■ **SET TASKS**:
a) Copy the passage from the Go testing post word for word, starting with "Over the past" and going on through "it becomes testable.".
b) Answer from the Go testing post:
(i) In the first code sample, what two numbers does main pass to Sum?
(ii) Besides folks on the Post Status slack, who did the writer chat with?
(iii) What are the titles of the two articles the writer read?

■ **DOCUMENT PASSAGE**:
Testing and mocking - what clicked for me

Rundown on how to transform untestable code to testable, mockable code in Go using interfaces and mocking

Testing and mocking - what clicked for me

I’m probably not alone in knowing that testing software is (should be) an incredibly important part of your development, but the exact minutiae of how to actually go about it is still somewhat shrouded in a fog.

Sure, all testing libraries describe situations where you’re testing something similar:

package main

func Sum(x int, y int) int {
    return x + y
}

func main() {
    Sum(5, 5)
}

And then the test for this is equally complicated:

package main

import "testing"

func TestSum(t *testing.T) {
	total := Sum(5, 5)
	if total != 10 {
		t.Errorf("Sum was incorrect, got: %d, want: %d.", total, 10)
	}
}

Great!

Except my apps make network calls, manipulate json, import libraries, and so on, and for a very very long time I couldn’t move on from these simple (“does 5 + 5 equal 10?”) scenarios to actually testing what my app is (should be) doing.

Don’t even ask me about acceptance testing.

Epiphany

Over the past few days I’ve been chatting with a bunch of folks on the Post Status slack and my brother, plus I’ve been reading two great articles (How to stub requests to remote hosts with Go and Testing API Clients in Go). Collectively they helped me realize the following:

Sometimes it’s not you. Sometimes the code really is untestable, and you have to organize code in a way it becomes testable.

■ **COLLECTED DATA**:
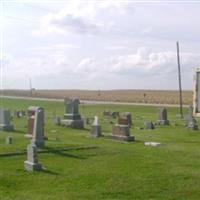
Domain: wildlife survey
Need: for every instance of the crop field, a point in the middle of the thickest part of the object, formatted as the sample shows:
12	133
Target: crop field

■ **TASK-BY-TASK SOLUTIONS**:
a)
Over the past few days I’ve been chatting with a bunch of folks on the Post Status slack and my brother, plus I’ve been reading two great articles (How to stub requests to remote hosts with Go and Testing API Clients in Go). Collectively they helped me realize the following:

Sometimes it’s not you. Sometimes the code really is untestable, and you have to organize code in a way it becomes testable.

b)
(i) 5 and 5
(ii) The writer's brother
(iii) "How to stub requests to remote hosts with Go" and "Testing API Clients in Go"